▶ Instructions to follow: Transcribe the listing below verbatim, reproducing every line without alteration. Omit the pictures from your transcription.

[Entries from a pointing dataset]
------------

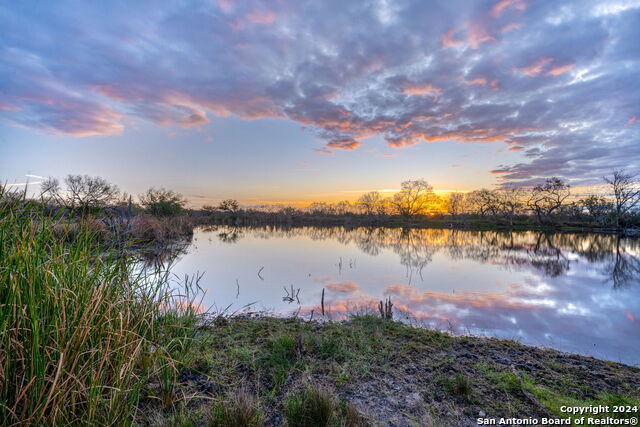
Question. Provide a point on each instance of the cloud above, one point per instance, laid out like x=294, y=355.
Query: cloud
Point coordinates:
x=560, y=69
x=412, y=73
x=323, y=151
x=535, y=68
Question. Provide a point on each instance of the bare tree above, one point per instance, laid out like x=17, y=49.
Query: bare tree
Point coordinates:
x=229, y=205
x=548, y=198
x=81, y=191
x=370, y=203
x=162, y=202
x=342, y=207
x=511, y=202
x=414, y=197
x=455, y=203
x=598, y=208
x=483, y=202
x=626, y=192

------------

▶ Response for this exercise:
Question. Provide a point on each instance of the cloud above, one point per instance, laid out like x=294, y=355.
Query: cloud
Point coordinates:
x=560, y=69
x=412, y=73
x=323, y=151
x=535, y=68
Question. Provide a point on each instance of the bare tree above, one point per instance, laid out like x=17, y=49.
Query: bare tree
Point coordinates:
x=229, y=205
x=548, y=198
x=81, y=191
x=370, y=203
x=162, y=202
x=342, y=207
x=511, y=202
x=414, y=197
x=455, y=203
x=598, y=208
x=483, y=202
x=626, y=192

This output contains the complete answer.